Exercise input
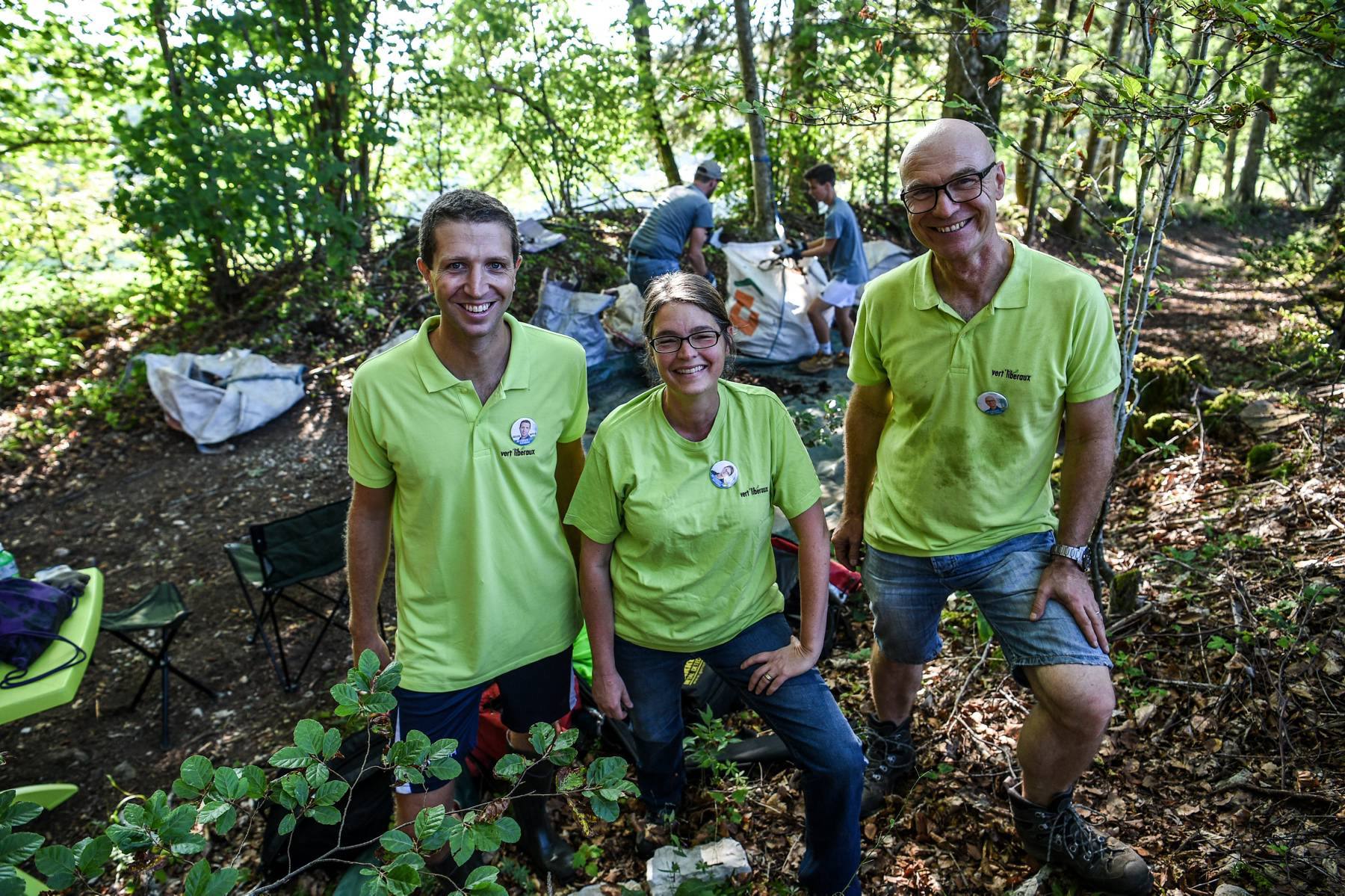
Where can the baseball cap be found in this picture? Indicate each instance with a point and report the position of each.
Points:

---

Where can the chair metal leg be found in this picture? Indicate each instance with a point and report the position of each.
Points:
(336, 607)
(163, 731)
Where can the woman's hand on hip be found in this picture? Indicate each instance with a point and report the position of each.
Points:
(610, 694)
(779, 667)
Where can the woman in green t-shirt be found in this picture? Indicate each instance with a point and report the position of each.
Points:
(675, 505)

Task goal
Only lines containing the word "each" should be copied from the material above.

Written reply
Where can the baseball cap be found in this picture? Indicate each instance with a point and report the position of each.
Where can the chair metal leg be found in this picture? Indicate each instance with a point and report the position of each.
Where can the woman's hand on hip be found in this picture? Indicate each instance with a point and report the position of each.
Where can the woman in green t-shirt be found in this picture? Indicate each instance with a point and report the position of each.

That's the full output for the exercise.